■ **WORK ORDER**
What you return should match the data below exactly, with no pictures in it.

Natural language region descriptions:
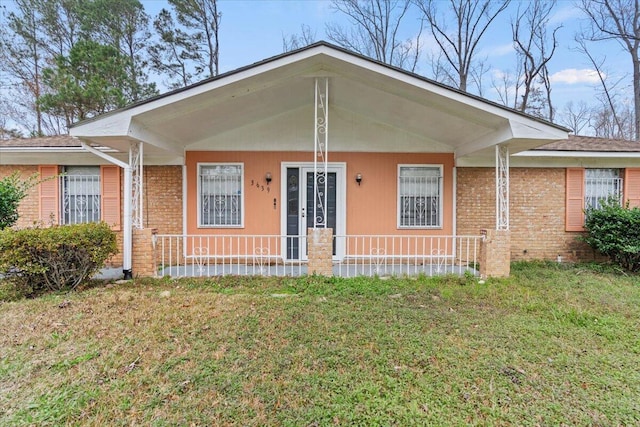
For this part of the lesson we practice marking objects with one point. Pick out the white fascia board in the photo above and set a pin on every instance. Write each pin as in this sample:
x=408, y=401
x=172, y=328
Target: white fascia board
x=553, y=162
x=450, y=93
x=144, y=134
x=503, y=134
x=50, y=150
x=580, y=154
x=119, y=122
x=536, y=130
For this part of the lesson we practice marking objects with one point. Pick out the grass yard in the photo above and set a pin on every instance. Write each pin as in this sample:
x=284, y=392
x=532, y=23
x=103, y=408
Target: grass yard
x=552, y=345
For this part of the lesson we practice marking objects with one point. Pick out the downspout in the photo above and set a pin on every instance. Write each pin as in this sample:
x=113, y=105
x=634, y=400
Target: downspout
x=127, y=227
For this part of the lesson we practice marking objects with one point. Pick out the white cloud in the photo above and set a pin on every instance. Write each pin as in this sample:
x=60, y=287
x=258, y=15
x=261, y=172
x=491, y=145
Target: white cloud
x=576, y=76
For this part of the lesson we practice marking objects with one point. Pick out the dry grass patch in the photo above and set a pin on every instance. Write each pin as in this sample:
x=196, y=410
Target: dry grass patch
x=549, y=346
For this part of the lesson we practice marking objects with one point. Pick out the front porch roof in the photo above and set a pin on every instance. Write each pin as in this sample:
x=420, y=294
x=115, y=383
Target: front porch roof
x=269, y=106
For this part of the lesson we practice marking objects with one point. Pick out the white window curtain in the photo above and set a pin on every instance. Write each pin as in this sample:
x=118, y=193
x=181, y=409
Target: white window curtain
x=419, y=192
x=600, y=184
x=80, y=190
x=221, y=195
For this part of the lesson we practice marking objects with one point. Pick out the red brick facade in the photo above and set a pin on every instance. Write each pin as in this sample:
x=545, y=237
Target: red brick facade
x=537, y=208
x=537, y=212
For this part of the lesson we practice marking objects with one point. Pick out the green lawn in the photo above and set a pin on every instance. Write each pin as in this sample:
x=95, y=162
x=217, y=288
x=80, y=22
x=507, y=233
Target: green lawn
x=552, y=345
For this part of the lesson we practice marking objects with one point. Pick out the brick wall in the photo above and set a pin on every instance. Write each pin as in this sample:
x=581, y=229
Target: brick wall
x=320, y=248
x=162, y=203
x=163, y=199
x=537, y=212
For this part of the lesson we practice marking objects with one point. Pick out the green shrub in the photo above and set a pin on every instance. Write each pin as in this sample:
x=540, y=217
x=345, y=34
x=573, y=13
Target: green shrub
x=37, y=260
x=12, y=191
x=614, y=230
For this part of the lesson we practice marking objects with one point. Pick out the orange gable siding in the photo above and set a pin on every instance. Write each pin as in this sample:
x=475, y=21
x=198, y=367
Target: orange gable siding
x=574, y=219
x=49, y=194
x=632, y=186
x=110, y=195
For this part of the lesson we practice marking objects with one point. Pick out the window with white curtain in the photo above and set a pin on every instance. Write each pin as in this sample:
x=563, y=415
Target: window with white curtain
x=419, y=196
x=220, y=195
x=600, y=184
x=80, y=191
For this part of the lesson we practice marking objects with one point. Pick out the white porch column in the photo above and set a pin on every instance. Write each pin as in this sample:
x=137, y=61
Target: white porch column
x=321, y=149
x=502, y=187
x=127, y=229
x=136, y=164
x=135, y=152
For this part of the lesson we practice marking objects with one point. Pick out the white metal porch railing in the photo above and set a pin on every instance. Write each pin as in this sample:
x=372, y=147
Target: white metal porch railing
x=273, y=255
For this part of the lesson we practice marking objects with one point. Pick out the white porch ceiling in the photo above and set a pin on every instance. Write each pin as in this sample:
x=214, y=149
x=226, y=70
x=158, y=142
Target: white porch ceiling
x=269, y=106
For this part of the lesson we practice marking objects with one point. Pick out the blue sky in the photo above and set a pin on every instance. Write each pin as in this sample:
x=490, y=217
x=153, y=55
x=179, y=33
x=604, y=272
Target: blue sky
x=252, y=30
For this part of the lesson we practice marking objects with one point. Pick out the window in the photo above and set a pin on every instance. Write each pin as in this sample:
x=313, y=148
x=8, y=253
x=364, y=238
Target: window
x=80, y=194
x=588, y=187
x=419, y=196
x=220, y=195
x=600, y=184
x=77, y=194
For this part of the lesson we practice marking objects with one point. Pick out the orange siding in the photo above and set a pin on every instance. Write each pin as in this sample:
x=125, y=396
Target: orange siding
x=371, y=207
x=110, y=195
x=632, y=186
x=49, y=194
x=575, y=199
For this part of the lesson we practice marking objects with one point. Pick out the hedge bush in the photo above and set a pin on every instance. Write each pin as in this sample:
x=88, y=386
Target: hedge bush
x=614, y=230
x=12, y=191
x=37, y=260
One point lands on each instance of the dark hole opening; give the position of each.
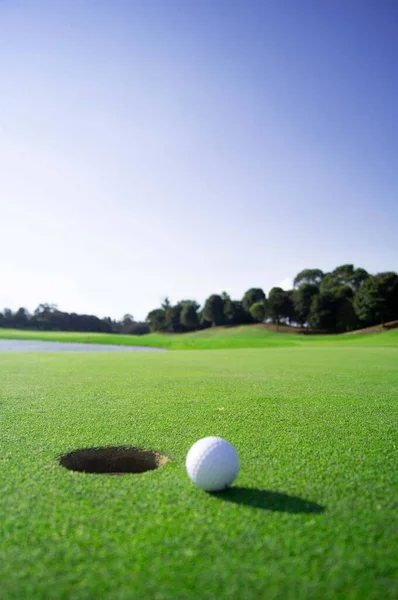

■ **EXERCISE SOLUTION**
For this part of the lesson we practice marking objects with one point. Pick out the white fascia board in the photo above and set a pin on every instance. Write each pin as in this sample:
x=408, y=401
x=172, y=328
Target: white fascia board
x=553, y=162
x=450, y=93
x=144, y=134
x=503, y=134
x=50, y=150
x=580, y=154
x=119, y=122
x=536, y=130
For this part of the lesson we practice marking objects with one point. Pick out the grass yard in the photo above and set a pin on every instance. Write each pin as in this sample:
x=284, y=392
x=532, y=23
x=103, y=408
Target: grass yard
x=552, y=345
For this part of the lesson we practice marking objects with one point. Pick out the downspout in the photo above and set a pin on every instance. Write each pin as in this sample:
x=113, y=105
x=634, y=400
Target: downspout
x=127, y=227
For this part of the lesson we practice marking objects with one point. Pick out the white cloud in the photo above and set a pin on every instance. Write each pin as in this sample:
x=60, y=287
x=258, y=15
x=261, y=172
x=491, y=145
Target: white cloud
x=576, y=76
For this part of the lesson we practice marking objects with one point. Pick out the dry grass patch in the photo above and set a pin on every instance. Write each pin as in this sample:
x=196, y=410
Target: dry grass patch
x=549, y=346
For this part of the lesson we practice marking objects with one point. Pick out the front porch roof in the photo above and set a pin on every instance. Write each pin as in this sample:
x=420, y=294
x=115, y=383
Target: front porch roof
x=269, y=106
For this part of the lesson we practice marking objects with one point. Pick out the white window curtain in the photo above and set a pin on every instance. Write each pin as in this sample:
x=118, y=193
x=181, y=409
Target: white window curtain
x=419, y=192
x=600, y=184
x=80, y=190
x=221, y=195
For this part of the lesson we practice marking objects with one point. Pick out the red brick facade in the photo above and set a pin on every instance. Write each pin as in this sample:
x=545, y=237
Target: red brick facade
x=537, y=208
x=537, y=212
For this part of the lesson we practice marking objects with one point. Pick out the green lawn in the photo above and set a pin on every instance. Write each pin as in this sample:
x=95, y=162
x=217, y=288
x=80, y=22
x=507, y=233
Target: green lawn
x=552, y=345
For this part of the lesson we practice marking objects with one point. Pick out the brick wall in the photo above and set a pin on every instance. Write each pin as in this sample:
x=581, y=229
Target: brick wall
x=320, y=248
x=162, y=203
x=163, y=199
x=537, y=212
For this part of the lesson we practice marking objects with one point. Pick out the green shrub in the photo above and set a pin on every instance. Write each pin as in this sample:
x=540, y=217
x=345, y=34
x=573, y=13
Target: green shrub
x=37, y=260
x=12, y=191
x=614, y=230
For this part of the lesson we practice marking objects with one point. Pick out the orange gable siding in the photo above and set a pin on every instance. Write each pin as in this sample:
x=475, y=21
x=198, y=367
Target: orange gable siding
x=574, y=219
x=49, y=194
x=632, y=186
x=110, y=195
For this part of the lesson we practice marking objects with one point. Pick out the window with white curtain in the photo above and set a pin on every instance. Write each pin as in this sample:
x=563, y=415
Target: window with white curtain
x=419, y=196
x=220, y=195
x=600, y=184
x=80, y=191
For this part of the lesson we practice marking objects with one point. Pick out the white porch column in the photo above and set a pin on every instance. Write each pin as in this sample:
x=137, y=61
Target: white porch column
x=321, y=149
x=502, y=187
x=127, y=229
x=136, y=164
x=135, y=152
For this part of the lesson we practice marking objects with one point. Pick out the white metal porch railing in the photo above and set a pin on every instance. Write each pin as in this sample:
x=372, y=147
Target: white metal porch railing
x=273, y=255
For this part of the lesson we practice marking objects with one point. Pick out the white porch ceiling in the photo above and set a pin on every instance. Write each pin as in this sample:
x=214, y=149
x=226, y=70
x=158, y=142
Target: white porch ceiling
x=269, y=106
For this part of the lesson we practice marking objects with one point. Pick out the blue sky in the photo above and set a pin on every instance. Write each pin as in this sample:
x=490, y=217
x=153, y=55
x=179, y=33
x=604, y=272
Target: blue sky
x=252, y=30
For this part of the lesson we practice marking objects with one point. Pick out the window in the photo above and set a pin on every instance. Write each pin as in this sample:
x=313, y=148
x=8, y=253
x=364, y=238
Target: window
x=80, y=194
x=588, y=187
x=419, y=196
x=220, y=195
x=600, y=184
x=77, y=194
For this part of the lesson we practice marking objects with one point. Pick out the orange siding in the photo above and set a pin on every instance. Write each pin as in this sample:
x=125, y=396
Target: orange siding
x=371, y=207
x=110, y=195
x=632, y=186
x=49, y=194
x=575, y=199
For this part of the lesson we practice marking objects with one point. Pick out the hedge bush in the photo above and set a pin on every instance. Write each pin as in this sample:
x=88, y=386
Target: hedge bush
x=614, y=230
x=12, y=191
x=37, y=260
One point lands on each instance of the dark hole opening; give the position of each.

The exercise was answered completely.